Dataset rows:
○ ○ ○ ○ ○
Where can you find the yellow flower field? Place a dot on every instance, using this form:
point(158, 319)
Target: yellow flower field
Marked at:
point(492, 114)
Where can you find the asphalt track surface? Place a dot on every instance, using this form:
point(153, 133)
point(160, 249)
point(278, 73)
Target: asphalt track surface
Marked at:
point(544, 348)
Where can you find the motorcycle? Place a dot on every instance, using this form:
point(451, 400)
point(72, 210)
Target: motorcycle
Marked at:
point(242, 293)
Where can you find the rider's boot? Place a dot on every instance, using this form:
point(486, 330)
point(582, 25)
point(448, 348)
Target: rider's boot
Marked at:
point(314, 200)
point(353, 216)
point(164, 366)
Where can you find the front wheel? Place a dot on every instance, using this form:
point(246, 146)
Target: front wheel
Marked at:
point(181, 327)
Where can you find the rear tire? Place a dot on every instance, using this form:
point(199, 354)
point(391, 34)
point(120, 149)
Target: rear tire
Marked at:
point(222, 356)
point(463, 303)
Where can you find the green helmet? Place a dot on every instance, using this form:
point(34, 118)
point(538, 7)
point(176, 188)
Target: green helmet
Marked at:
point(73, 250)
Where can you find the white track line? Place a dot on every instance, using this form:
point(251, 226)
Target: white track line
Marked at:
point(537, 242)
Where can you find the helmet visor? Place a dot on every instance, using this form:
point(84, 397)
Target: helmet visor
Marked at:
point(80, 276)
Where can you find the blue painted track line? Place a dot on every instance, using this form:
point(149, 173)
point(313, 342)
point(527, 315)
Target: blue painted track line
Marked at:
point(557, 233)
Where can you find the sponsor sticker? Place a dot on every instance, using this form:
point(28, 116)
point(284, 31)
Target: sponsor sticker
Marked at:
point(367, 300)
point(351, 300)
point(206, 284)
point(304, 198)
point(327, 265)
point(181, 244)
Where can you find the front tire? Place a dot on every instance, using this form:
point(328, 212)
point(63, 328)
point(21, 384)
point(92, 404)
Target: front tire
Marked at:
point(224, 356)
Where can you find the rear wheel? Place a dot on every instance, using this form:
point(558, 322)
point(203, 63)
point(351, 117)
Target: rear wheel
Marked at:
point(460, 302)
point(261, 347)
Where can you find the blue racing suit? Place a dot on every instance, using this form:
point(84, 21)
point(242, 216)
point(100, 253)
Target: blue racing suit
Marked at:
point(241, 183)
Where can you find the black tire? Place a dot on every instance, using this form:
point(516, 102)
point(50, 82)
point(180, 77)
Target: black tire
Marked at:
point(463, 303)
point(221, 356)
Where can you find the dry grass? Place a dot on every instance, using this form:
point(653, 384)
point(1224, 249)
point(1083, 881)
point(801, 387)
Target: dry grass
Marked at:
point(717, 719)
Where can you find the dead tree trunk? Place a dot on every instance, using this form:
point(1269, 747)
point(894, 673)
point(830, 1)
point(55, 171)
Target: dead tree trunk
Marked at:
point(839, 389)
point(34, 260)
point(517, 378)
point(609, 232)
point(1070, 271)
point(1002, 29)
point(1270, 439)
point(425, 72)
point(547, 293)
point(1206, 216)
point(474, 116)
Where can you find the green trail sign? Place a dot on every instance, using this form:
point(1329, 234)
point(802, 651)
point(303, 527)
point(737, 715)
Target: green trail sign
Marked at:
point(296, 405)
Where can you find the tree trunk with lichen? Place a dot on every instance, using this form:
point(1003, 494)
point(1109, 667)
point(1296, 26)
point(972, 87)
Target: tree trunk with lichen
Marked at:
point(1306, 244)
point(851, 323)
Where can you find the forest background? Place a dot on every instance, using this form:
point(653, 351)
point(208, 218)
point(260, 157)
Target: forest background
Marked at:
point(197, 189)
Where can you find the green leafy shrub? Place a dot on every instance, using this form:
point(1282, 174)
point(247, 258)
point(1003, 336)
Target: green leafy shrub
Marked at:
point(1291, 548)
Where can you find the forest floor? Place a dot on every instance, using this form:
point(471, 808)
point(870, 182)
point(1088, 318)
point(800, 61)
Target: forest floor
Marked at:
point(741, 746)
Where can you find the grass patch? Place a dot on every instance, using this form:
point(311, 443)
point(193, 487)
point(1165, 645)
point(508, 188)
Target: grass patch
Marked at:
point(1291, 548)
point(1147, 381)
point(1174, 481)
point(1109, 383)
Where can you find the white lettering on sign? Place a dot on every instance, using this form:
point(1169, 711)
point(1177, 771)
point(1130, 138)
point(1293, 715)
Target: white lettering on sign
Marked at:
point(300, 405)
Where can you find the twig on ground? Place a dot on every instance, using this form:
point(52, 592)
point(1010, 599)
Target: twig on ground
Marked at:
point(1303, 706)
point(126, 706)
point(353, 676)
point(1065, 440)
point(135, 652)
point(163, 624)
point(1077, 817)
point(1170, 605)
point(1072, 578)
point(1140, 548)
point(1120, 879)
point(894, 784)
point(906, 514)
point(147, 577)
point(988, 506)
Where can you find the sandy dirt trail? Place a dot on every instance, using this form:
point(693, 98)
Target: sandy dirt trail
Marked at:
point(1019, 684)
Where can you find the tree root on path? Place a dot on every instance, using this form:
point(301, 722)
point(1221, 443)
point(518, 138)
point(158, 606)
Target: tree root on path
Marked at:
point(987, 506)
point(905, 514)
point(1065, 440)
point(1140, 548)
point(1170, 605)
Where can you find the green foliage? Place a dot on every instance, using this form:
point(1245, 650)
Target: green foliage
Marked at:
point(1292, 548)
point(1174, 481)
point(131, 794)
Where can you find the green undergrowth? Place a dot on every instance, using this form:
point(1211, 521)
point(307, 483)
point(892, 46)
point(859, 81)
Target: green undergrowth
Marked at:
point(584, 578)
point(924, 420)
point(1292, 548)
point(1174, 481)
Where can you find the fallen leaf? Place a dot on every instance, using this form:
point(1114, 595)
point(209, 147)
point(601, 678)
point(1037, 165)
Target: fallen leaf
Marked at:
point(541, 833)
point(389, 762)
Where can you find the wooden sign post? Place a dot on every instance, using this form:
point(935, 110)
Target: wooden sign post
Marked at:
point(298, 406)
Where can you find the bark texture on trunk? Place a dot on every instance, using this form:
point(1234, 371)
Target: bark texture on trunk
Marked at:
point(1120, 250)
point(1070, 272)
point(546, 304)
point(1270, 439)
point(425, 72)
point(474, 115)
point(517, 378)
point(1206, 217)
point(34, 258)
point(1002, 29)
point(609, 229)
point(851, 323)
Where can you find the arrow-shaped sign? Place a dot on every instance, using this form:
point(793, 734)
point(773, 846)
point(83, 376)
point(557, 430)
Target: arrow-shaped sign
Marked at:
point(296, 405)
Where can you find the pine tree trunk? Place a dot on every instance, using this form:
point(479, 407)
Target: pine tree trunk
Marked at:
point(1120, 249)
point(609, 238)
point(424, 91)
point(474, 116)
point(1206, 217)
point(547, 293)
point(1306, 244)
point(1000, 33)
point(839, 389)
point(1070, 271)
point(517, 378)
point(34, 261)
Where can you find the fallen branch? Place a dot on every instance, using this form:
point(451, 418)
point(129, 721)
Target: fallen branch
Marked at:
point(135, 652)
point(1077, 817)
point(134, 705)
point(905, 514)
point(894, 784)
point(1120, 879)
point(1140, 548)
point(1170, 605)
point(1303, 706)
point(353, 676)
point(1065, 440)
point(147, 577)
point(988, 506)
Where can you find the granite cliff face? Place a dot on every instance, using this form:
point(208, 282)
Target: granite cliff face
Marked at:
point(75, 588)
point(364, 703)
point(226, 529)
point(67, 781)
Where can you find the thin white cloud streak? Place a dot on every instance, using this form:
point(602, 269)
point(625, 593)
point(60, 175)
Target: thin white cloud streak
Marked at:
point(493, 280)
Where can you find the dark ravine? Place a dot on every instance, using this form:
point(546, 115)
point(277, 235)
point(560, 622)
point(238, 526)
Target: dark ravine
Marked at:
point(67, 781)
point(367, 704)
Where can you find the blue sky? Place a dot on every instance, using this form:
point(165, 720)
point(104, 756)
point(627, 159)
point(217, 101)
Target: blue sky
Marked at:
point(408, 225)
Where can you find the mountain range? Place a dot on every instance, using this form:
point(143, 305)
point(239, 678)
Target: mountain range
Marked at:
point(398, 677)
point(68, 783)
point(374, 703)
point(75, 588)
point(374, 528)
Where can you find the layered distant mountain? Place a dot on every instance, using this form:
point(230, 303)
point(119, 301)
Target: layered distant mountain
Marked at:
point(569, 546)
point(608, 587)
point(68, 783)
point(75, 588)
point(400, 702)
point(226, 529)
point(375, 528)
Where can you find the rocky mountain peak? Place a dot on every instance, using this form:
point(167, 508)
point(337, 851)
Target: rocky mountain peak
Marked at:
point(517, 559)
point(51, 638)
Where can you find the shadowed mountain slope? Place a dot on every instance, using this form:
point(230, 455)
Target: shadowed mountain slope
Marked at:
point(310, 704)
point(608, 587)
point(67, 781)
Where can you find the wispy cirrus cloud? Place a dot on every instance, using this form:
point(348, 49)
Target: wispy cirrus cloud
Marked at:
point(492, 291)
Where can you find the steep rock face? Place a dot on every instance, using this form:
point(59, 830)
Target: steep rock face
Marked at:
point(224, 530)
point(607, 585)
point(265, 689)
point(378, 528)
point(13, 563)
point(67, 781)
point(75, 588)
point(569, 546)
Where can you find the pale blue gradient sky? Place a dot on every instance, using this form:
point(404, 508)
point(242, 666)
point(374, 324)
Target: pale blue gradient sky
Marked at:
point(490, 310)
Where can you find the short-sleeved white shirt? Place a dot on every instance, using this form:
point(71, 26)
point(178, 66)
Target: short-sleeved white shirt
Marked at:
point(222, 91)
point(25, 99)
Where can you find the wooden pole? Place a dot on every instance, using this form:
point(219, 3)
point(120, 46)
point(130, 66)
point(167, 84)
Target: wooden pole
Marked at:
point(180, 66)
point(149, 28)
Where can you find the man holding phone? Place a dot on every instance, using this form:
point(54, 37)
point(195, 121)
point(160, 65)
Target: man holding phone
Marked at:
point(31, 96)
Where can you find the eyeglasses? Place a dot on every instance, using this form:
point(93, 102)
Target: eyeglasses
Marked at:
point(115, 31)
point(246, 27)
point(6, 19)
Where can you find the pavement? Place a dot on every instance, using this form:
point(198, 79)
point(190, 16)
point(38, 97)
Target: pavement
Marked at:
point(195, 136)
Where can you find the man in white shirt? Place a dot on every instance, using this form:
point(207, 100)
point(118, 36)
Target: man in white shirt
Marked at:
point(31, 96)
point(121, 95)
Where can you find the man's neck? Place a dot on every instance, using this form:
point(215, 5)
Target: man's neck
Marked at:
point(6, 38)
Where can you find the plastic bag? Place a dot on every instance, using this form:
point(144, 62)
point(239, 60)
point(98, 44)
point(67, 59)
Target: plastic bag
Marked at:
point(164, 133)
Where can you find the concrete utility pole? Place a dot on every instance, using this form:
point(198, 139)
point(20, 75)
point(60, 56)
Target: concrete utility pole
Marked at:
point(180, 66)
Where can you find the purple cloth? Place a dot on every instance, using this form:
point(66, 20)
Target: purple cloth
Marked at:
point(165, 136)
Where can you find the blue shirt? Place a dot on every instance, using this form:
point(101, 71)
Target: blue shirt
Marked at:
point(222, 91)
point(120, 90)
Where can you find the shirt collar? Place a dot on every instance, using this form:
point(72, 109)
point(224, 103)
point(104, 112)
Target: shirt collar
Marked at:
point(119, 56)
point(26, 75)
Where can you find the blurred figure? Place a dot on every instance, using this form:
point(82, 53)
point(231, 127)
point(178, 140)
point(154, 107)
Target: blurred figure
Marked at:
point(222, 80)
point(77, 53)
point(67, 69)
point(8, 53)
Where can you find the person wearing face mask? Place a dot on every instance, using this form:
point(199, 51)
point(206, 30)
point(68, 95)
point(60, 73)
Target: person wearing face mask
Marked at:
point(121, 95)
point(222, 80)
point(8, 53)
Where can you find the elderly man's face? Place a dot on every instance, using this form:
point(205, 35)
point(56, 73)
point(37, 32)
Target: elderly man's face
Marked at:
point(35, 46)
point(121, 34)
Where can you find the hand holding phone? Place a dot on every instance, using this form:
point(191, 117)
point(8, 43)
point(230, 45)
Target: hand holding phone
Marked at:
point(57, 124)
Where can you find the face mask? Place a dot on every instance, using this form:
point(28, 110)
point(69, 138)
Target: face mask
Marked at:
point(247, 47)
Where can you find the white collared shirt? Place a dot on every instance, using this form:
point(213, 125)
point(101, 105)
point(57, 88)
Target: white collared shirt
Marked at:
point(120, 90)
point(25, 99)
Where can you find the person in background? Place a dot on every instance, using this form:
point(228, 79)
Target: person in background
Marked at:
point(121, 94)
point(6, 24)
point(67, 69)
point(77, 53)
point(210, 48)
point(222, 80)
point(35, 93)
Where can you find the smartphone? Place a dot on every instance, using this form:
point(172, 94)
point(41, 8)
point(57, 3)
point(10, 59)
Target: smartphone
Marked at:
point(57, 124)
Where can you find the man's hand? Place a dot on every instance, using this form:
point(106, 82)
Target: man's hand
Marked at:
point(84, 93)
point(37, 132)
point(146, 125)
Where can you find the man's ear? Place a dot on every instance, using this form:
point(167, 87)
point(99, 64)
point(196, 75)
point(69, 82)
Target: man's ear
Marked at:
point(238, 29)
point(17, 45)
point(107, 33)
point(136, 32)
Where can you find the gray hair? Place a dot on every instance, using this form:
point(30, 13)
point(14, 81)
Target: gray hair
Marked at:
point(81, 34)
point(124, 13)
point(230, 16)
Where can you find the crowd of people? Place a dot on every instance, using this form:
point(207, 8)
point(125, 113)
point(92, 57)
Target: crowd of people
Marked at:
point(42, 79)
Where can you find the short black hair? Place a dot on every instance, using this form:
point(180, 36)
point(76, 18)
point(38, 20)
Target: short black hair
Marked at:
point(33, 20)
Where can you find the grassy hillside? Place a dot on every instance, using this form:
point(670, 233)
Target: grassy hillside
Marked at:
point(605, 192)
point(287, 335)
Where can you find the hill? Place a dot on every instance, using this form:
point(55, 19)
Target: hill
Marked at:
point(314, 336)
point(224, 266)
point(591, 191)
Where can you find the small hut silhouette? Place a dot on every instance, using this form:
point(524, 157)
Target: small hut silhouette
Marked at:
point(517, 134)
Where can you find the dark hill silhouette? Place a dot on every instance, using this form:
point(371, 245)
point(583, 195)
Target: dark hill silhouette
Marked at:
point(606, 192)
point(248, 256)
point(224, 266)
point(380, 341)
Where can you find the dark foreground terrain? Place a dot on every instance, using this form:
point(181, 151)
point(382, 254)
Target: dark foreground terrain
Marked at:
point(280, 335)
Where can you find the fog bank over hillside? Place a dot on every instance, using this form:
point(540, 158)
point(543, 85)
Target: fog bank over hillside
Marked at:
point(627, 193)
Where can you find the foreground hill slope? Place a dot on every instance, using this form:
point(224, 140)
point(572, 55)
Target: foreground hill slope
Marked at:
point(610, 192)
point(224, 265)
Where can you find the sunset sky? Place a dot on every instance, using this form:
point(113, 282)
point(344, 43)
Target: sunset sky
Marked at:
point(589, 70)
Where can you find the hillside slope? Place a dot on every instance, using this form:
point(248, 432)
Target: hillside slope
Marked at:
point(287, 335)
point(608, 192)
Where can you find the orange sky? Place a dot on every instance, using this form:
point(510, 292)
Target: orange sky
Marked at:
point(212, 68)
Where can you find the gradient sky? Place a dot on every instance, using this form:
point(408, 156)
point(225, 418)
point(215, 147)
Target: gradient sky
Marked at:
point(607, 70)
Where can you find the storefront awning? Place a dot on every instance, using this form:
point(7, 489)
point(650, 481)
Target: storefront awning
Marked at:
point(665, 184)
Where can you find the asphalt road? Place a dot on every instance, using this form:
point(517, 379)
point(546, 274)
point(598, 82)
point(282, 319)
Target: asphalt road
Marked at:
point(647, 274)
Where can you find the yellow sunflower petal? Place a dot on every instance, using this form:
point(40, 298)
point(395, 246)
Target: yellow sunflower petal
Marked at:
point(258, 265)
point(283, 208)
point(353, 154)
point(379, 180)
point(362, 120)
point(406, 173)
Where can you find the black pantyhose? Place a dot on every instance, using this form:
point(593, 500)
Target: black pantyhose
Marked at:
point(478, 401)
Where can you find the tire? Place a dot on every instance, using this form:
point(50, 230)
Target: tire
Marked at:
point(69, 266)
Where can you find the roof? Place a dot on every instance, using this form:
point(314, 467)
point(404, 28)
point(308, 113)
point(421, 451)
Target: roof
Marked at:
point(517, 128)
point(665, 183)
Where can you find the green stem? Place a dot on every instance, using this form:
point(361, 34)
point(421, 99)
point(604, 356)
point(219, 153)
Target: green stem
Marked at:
○ ○ ○ ○ ○
Request:
Lay out the lines of the rows above as a numbered list, starting from the first line and ending with the line that contains "point(181, 327)", including both ends and omitting any blank lines.

Result of this task:
1. Where can you find the yellow flower field? Place a dot on every instance, using this form:
2. point(158, 319)
3. Target: yellow flower field
4. Marked at:
5. point(492, 114)
6. Where can you find the asphalt track surface? Place a dot on every instance, using this form:
7. point(153, 133)
8. point(160, 249)
9. point(278, 73)
10. Target: asphalt track surface
11. Marked at:
12. point(544, 348)
13. Where can you find the motorcycle? Place a dot on every instance, using this form:
14. point(451, 400)
15. point(72, 210)
16. Target: motorcycle
17. Marked at:
18. point(242, 293)
19. Where can you find the rider's boot? Place a dot on every instance, using this form:
20. point(486, 330)
21. point(582, 25)
22. point(448, 348)
23. Target: rider's boot
24. Marked at:
25. point(314, 200)
26. point(353, 216)
27. point(164, 366)
28. Where can you find the front wheel? Place a dot on every instance, using this form:
29. point(246, 146)
30. Target: front wheel
31. Marked at:
32. point(181, 327)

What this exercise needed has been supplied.